## [TEXTE À LIRE]
------

B.2 -- Modernisation des tuniques de Fra Angelico.
À plusieurs reprises, Jeanne Lanvin s'inspire de
vêtements vus dans les oeuvres de l'artiste Fra Angelico pour concevoir
ses collections330. Tout d'abord, deux modèles portent le nom
de l'artiste, un datant de 1925 et un autre datant de 1936331 (ill.
43). Le modèle de 1925 rend hommage au peintre332. C'est une
robe très bleue, bordée d'or et d'argent. La robe a un large
décolleté arrondi et se termine par un immense col retombant en
châle comme une capuche de moine. Au niveau du col, de la ceinture, des
poignets et du devant de la robe sont présents des morceaux de tissus
tressés à la manière d'une corde. Cependant, le
modèle de 1936 est nettement moins en lien avec Fra Angelico. Il s'agit
d'une longue robe du soir violette sans manches avec un décolleté
en V. Le haut de la robe est transparent, et présente une doublure rose
en dessous pour cacher le corps. La robe est ceinturée de pans de tissu
rose avec un noeud sur le côté.

------

## [LISTE FOURNIE]

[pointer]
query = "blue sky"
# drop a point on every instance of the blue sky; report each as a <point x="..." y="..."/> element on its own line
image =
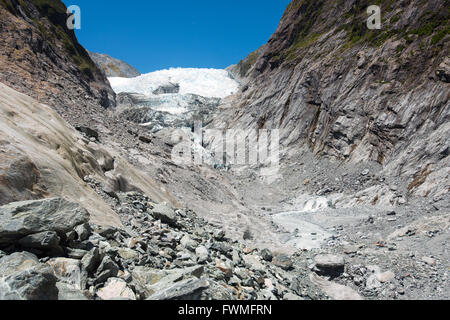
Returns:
<point x="153" y="35"/>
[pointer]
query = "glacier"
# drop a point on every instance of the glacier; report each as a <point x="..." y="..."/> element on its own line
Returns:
<point x="209" y="83"/>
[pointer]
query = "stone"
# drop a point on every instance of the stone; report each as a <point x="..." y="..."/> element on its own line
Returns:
<point x="109" y="267"/>
<point x="372" y="282"/>
<point x="108" y="233"/>
<point x="22" y="277"/>
<point x="165" y="214"/>
<point x="149" y="281"/>
<point x="329" y="264"/>
<point x="127" y="254"/>
<point x="429" y="261"/>
<point x="189" y="289"/>
<point x="267" y="255"/>
<point x="83" y="231"/>
<point x="115" y="289"/>
<point x="44" y="240"/>
<point x="91" y="260"/>
<point x="219" y="235"/>
<point x="222" y="247"/>
<point x="75" y="253"/>
<point x="69" y="293"/>
<point x="254" y="262"/>
<point x="334" y="290"/>
<point x="225" y="267"/>
<point x="20" y="219"/>
<point x="67" y="271"/>
<point x="188" y="243"/>
<point x="282" y="261"/>
<point x="292" y="297"/>
<point x="385" y="276"/>
<point x="202" y="254"/>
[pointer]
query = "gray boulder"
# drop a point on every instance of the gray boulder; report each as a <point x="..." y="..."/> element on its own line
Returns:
<point x="329" y="264"/>
<point x="165" y="214"/>
<point x="22" y="277"/>
<point x="20" y="219"/>
<point x="67" y="292"/>
<point x="43" y="240"/>
<point x="190" y="289"/>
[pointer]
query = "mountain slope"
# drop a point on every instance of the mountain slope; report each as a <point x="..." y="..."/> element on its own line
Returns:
<point x="114" y="67"/>
<point x="342" y="90"/>
<point x="42" y="58"/>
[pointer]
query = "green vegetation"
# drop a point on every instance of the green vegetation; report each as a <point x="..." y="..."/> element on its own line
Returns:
<point x="56" y="32"/>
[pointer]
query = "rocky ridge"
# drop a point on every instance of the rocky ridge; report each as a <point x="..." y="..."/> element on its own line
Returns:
<point x="114" y="67"/>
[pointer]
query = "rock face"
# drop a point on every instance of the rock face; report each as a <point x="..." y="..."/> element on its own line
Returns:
<point x="22" y="277"/>
<point x="21" y="219"/>
<point x="29" y="42"/>
<point x="57" y="163"/>
<point x="331" y="84"/>
<point x="114" y="67"/>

------

## [CONSIGNE]
Recopiez à l'identique un extrait du texte sur les robes de Jeanne Lanvin inspirées de Fra Angelico. Commencez aux mots « 43). Le modèle » et arrêtez-vous après « sur le côté. ».

## [RÉPONSE ATTENDUE]
43). Le modèle de 1925 rend hommage au peintre332. C'est une
robe très bleue, bordée d'or et d'argent. La robe a un large
décolleté arrondi et se termine par un immense col retombant en
châle comme une capuche de moine. Au niveau du col, de la ceinture, des
poignets et du devant de la robe sont présents des morceaux de tissus
tressés à la manière d'une corde. Cependant, le
modèle de 1936 est nettement moins en lien avec Fra Angelico. Il s'agit
d'une longue robe du soir violette sans manches avec un décolleté
en V. Le haut de la robe est transparent, et présente une doublure rose
en dessous pour cacher le corps. La robe est ceinturée de pans de tissu
rose avec un noeud sur le côté.